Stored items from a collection
══════

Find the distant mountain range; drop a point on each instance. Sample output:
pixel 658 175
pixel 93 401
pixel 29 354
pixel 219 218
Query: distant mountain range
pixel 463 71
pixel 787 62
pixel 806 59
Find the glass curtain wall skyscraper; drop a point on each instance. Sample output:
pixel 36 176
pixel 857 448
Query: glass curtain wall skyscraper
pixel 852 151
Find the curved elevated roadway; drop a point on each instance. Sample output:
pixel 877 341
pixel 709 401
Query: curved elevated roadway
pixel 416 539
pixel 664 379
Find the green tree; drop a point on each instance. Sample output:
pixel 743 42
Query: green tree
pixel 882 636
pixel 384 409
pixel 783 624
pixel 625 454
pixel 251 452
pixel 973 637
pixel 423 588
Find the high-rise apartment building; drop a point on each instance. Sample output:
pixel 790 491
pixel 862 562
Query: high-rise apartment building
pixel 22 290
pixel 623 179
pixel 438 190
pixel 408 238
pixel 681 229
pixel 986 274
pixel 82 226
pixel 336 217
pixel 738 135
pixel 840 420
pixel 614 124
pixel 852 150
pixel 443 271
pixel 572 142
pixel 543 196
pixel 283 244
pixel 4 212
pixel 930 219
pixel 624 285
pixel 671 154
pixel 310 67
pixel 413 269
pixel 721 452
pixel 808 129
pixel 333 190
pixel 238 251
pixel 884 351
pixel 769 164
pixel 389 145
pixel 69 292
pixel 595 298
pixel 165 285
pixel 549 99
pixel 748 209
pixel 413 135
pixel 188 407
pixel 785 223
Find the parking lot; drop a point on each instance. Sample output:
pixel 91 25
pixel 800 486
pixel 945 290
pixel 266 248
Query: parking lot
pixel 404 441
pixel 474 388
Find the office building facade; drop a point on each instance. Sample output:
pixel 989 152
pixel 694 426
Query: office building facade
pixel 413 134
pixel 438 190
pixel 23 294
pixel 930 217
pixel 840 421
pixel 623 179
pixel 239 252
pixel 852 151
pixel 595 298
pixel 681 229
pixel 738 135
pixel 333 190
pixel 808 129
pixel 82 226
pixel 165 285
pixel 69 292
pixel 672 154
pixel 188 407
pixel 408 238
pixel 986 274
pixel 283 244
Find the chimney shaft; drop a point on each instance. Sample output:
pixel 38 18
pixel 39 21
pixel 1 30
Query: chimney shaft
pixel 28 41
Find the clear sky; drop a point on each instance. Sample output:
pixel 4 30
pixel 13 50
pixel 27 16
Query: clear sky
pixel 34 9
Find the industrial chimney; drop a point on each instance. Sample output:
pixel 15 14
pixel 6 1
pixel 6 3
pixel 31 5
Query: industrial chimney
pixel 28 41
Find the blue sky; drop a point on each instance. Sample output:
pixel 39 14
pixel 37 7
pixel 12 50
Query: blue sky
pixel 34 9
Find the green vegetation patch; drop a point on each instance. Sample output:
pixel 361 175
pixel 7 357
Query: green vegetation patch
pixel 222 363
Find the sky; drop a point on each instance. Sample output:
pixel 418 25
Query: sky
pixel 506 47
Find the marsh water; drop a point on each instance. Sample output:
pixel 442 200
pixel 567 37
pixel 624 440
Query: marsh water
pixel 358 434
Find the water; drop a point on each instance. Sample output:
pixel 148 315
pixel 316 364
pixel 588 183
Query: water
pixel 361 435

══════

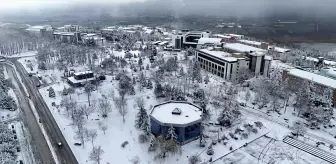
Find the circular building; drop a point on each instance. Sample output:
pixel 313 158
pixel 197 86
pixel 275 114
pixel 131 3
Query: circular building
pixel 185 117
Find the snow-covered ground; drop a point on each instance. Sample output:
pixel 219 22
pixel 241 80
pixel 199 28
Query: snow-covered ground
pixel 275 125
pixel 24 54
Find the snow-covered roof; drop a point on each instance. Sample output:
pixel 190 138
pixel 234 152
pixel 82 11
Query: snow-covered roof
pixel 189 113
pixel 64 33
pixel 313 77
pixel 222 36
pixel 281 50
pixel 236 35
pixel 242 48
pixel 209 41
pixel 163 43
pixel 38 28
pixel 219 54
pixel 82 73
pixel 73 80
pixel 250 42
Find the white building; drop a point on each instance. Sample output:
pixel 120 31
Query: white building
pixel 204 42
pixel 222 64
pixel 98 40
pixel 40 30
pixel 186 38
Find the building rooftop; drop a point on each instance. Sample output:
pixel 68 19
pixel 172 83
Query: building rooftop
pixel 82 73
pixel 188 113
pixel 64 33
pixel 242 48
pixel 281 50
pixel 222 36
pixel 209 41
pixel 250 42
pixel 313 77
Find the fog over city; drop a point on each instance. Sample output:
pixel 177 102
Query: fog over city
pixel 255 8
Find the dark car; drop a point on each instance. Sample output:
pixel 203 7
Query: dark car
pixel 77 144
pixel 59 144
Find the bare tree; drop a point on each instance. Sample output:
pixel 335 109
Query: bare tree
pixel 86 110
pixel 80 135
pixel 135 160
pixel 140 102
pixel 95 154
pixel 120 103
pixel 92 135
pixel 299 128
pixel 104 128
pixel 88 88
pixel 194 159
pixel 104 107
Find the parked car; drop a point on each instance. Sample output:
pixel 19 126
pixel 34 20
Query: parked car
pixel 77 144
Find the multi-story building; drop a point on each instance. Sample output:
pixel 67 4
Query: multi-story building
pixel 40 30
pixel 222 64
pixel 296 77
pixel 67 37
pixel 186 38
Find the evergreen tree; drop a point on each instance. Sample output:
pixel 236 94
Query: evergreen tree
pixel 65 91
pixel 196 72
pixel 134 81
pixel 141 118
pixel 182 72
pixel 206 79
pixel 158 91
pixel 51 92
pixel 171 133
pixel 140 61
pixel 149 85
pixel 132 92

══════

* _PROBLEM DESCRIPTION_
Report every line of the entries that contains the word "white", copying each line in full.

* _EXPECTED ANSWER_
Find the white building; drop a point on each instance. Sample output:
Query: white building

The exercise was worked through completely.